Start of Block

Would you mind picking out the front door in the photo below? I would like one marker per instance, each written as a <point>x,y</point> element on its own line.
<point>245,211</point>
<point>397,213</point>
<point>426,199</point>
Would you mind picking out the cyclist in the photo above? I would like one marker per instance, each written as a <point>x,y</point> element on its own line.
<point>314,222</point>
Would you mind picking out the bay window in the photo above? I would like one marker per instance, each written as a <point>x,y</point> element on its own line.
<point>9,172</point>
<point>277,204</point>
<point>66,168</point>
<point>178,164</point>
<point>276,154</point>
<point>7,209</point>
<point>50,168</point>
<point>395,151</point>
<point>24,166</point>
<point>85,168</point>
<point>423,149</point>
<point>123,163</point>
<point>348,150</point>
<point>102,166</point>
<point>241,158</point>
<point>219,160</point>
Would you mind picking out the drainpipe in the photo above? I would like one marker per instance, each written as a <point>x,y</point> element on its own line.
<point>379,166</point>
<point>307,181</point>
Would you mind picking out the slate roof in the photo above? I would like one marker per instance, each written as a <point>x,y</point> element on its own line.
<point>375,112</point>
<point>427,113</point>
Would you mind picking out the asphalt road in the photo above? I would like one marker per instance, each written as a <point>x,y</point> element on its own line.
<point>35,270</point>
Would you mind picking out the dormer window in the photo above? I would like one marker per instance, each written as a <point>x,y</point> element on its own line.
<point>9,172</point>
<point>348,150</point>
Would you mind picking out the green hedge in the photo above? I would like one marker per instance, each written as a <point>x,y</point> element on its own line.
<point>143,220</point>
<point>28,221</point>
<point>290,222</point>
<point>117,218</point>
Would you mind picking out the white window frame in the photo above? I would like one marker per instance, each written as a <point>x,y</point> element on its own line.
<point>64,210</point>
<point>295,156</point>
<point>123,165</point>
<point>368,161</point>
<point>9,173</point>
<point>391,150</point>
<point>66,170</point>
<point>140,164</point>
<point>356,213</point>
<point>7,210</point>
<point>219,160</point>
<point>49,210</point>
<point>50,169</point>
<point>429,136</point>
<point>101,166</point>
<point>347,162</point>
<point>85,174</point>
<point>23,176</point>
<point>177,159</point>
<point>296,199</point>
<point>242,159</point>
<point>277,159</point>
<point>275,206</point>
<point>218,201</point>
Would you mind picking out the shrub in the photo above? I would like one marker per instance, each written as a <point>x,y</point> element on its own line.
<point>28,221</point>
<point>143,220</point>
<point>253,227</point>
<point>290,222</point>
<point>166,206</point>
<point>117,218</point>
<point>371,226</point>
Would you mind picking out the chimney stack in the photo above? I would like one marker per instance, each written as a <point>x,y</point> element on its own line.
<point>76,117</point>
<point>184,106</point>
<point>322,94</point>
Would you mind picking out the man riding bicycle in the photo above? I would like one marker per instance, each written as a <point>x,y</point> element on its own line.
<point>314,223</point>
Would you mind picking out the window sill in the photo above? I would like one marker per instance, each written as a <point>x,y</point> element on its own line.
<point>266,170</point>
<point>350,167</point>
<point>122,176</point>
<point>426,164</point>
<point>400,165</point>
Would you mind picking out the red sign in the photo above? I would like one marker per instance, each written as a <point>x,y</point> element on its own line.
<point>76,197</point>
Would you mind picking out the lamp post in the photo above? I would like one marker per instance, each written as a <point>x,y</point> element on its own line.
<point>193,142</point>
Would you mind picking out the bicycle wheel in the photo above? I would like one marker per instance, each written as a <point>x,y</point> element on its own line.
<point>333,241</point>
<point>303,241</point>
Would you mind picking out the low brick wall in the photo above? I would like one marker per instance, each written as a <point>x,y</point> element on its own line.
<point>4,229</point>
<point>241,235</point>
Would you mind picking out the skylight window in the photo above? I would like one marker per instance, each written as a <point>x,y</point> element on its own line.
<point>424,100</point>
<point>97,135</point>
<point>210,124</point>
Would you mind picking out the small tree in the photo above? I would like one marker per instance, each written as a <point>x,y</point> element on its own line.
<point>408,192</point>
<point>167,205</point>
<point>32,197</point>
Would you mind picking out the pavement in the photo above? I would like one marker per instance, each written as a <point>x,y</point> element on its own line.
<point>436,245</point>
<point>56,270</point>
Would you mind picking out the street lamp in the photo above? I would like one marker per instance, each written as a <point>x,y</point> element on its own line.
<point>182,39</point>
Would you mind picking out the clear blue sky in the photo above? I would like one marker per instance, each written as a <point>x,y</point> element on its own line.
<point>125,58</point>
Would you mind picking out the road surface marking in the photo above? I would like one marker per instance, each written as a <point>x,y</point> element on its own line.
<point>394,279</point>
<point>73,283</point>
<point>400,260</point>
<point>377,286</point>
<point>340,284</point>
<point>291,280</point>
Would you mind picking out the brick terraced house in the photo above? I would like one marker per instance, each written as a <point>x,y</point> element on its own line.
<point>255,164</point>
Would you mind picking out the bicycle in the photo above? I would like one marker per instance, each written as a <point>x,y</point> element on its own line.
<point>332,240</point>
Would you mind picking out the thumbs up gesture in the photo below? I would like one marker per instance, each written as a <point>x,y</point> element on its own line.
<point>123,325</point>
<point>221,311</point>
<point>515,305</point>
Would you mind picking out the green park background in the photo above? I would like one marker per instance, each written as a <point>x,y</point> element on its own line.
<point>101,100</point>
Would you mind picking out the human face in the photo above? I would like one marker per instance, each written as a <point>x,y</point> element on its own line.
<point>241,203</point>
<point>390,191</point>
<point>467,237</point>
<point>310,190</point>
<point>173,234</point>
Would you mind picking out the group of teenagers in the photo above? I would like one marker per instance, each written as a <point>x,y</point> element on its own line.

End of Block

Work instruction:
Start from the line that holds "Would you mind picking out the brick" and print each line to the end of the records exactly, leaving out everything before it.

Task response:
Would you mind picking out the brick terraced house in the photo above? I would like one marker per instance, each written as a <point>x,y</point> element on its own line.
<point>255,164</point>
Would you mind picking out the bicycle in the photo above? I would like one marker per instance, each written as a <point>x,y</point> element on its own line.
<point>332,240</point>
Would you mind picking out the thumbs up gesture in the photo below? I would like one marker per instance, each written as a <point>x,y</point> element on its own line.
<point>123,325</point>
<point>221,311</point>
<point>515,305</point>
Would you mind picking out the green park background in the photo above? I would like one marker per instance, each written as a <point>x,y</point> element on its own line.
<point>101,100</point>
Would you mind picking out the human face in the photo above? I would like one marker per instance, each written as a <point>x,y</point> element on its own line.
<point>241,203</point>
<point>390,191</point>
<point>467,237</point>
<point>310,190</point>
<point>173,234</point>
Would you mind picking out the group of teenagers in the photo above? I would like one marker per instance, each written as a <point>x,y</point> element on its own line.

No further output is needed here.